## [PROBLEMA]
Por favor, informe todas as linhas do material abaixo que contêm a palavra "ring", copiando cada uma delas por inteiro. A diferença entre maiúsculas e minúsculas conta.
++++ DADOS DA TAREFA
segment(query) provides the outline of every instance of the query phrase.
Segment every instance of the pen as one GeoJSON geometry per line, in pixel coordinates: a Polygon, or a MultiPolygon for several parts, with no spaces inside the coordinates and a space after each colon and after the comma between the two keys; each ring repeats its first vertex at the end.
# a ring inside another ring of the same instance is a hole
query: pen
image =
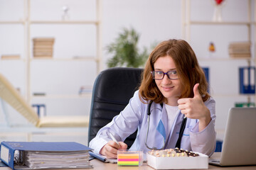
{"type": "Polygon", "coordinates": [[[118,145],[119,145],[117,140],[114,138],[114,135],[111,132],[110,132],[110,136],[111,139],[112,140],[114,140],[114,142],[116,142],[118,145]]]}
++++++++
## [RESOLUÇÃO ESCRITA]
Segment every instance of the pen as one GeoJSON geometry per line, in pixel coordinates: a Polygon, or a MultiPolygon for several parts, with no spaces inside the coordinates and a space after each colon and after the comma between the two keys; each ring repeats its first vertex at the end.
# a ring inside another ring of the same instance is a hole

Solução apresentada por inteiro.